━━ TEXTO PROPORCIONADO

Entonces, volvió a ver a la galga corriendo veloz en dirección a la yunta. Se arrimó al mulo y estuvo tirando del hatillo que colgaba en su costillar, pero por mucho que forcejeó no consiguió llevárselo porque estaba bien atado. El ganado sudaba más y más, cada pelo una gota, al sentir tan cercanos los colmillos de la galga, pero los mulos prosiguieron su camino. Al llegar a un término que llaman el Huerto Raso, se presentó ante el labrador una mujer desnuda a la que no había visto nunca. Junto a ella estaban una cabra y una vaca. Era morena y delgada, con una voz muy profunda. Y le dijo:
-Señor Silvestre, deme la ropa de una vez y no le haremos daño ni a usted ni a su familia.
-Eso, eso –corearon la cabra y la vaca que hablaban como personas-, o nosotras te lo haremos pagar.
El hombre se dio cuenta –en ese mismo momento- de que se trataba de brujas y temió por su seguridad y la de los suyos. No obstante, con el poco valor que le quedaba, el tío Silvestre encaró a la mujer y le contestó:
-Te daré el hatillo, pero antes tienes que decirme dónde habéis estado y que fechorías habéis hecho.
-Hemos estado chupando la sangre y los tuétanos a la hija más pequeña del médico.
-Pues si no hacéis que recobre al instante la salud no te devolveré la ropa.
-Sea –contestaron las tres brujas al unísono, cogieron la ropa y salieron volando por el cielo en dirección a Astudillo.
Cuando el tío Silvestre entró en el pueblo le contaron que la niña del médico, que era casi un bebé, había tenido unas extrañas fiebres, encontrándose a punto de morir. Pero que esa misma tarde acababa de salir de su extrema debilidad y reía y palmoteaba como si nada hubiera pasado.
-Parece cosa de brujas –sentenció la mujer del labrador cuando éste llegó finalmente a su casa.
Y el tío Silvestre sonrió para sí. No contó nada a su familia en los días siguientes, sino mucho más tarde, y sus hijos y nietos fueron quienes –a su vez- relataron después esta historia a otros de la manera que ha llegado hasta hoy.

━━━━
━━ DATOS DE ENTRADA

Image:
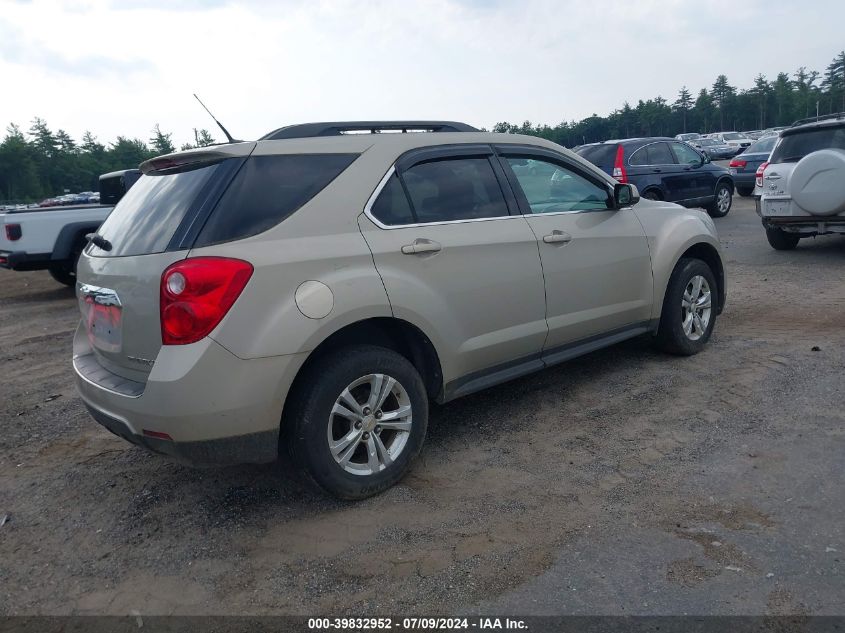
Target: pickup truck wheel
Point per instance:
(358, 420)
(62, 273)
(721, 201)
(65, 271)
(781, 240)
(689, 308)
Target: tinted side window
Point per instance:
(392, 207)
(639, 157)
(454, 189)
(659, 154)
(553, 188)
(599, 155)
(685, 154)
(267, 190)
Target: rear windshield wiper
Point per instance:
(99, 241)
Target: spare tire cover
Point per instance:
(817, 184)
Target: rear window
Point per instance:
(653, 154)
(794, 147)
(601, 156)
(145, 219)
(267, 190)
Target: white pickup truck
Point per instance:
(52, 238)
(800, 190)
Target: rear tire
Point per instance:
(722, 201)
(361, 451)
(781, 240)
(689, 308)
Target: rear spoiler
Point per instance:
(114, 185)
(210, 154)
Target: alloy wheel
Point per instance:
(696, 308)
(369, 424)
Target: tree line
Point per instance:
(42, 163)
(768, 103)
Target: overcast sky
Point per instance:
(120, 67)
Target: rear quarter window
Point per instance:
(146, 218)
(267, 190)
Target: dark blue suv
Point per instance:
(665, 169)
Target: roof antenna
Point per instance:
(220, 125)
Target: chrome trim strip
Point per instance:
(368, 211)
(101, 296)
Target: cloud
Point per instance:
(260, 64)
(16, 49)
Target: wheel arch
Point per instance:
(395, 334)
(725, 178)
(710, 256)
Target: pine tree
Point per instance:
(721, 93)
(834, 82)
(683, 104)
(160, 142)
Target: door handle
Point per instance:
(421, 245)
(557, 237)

━━━━

> [PREGUNTAS DE ESTUDIO]
1. Reproduce literalmente el fragmento del relato del tío Silvestre que comienza en las palabras "-Pues si no" y termina tras las palabras "llegado hasta hoy.".
2. Indica si cada afirmación concuerda con el relato del tío Silvestre y responde sí o no, citando textualmente las palabras decisivas: (a) La galga logró llevarse el hatillo del mulo. (b) La mujer desnuda era morena y delgada. (c) Las brujas salieron volando en dirección a Astudillo.
3. Por favor, continúa el relato del tío Silvestre a partir de su última oración.

> [RESPUESTAS]
1.
-Pues si no hacéis que recobre al instante la salud no te devolveré la ropa.
-Sea –contestaron las tres brujas al unísono, cogieron la ropa y salieron volando por el cielo en dirección a Astudillo.
Cuando el tío Silvestre entró en el pueblo le contaron que la niña del médico, que era casi un bebé, había tenido unas extrañas fiebres, encontrándose a punto de morir. Pero que esa misma tarde acababa de salir de su extrema debilidad y reía y palmoteaba como si nada hubiera pasado.
-Parece cosa de brujas –sentenció la mujer del labrador cuando éste llegó finalmente a su casa.
Y el tío Silvestre sonrió para sí. No contó nada a su familia en los días siguientes, sino mucho más tarde, y sus hijos y nietos fueron quienes –a su vez- relataron después esta historia a otros de la manera que ha llegado hasta hoy.

2.
(a) No: "no consiguió llevárselo porque estaba bien atado".
(b) Sí: "Era morena y delgada".
(c) Sí: "salieron volando por el cielo en dirección a Astudillo".

3.
Los relatos sobre personajes que, por un encantamiento debido a hechicerías de otros o por ser ellos mismos brujas y brujos, se transforman en distintos animales, resultan frecuentes en la tradición oral de muchas culturas. De hecho, son la expresión de una creencia extendidísima acerca de las facultades excepcionales que se les supone a todos aquellos que, en cualquier latitud, practican la magia. El tema aparece, así, en baladas, cuentos y leyendas de diferentes lenguas.
La versión escrita más famosa de este asunto en lengua española probablemente sea aquella debida a Gustavo Adolfo Bécker en su leyenda de «La corza blanca». El relato beckeriano, situado en Aragón durante la Edad Media, aún nos conmueve íntimamente, pues sólo pena podemos sentir ante el desgraciado amor del montero Garcés, que mata a lo que cree una corza y es, en realidad, la mujer de quien está enamorado: su señora Constanza (Bécker 1959: 233-252).
En su forma de cuento oral, estas narraciones han sido recogidas ampliamente en colecciones como la de Aurelio M. Espinosa, hijo, que ofrece muestras de metamorfosis de brujas y brujos en gatos, vacas, corderos y cabras (Espinosa, hijo, vol. I, 1987: 373-380).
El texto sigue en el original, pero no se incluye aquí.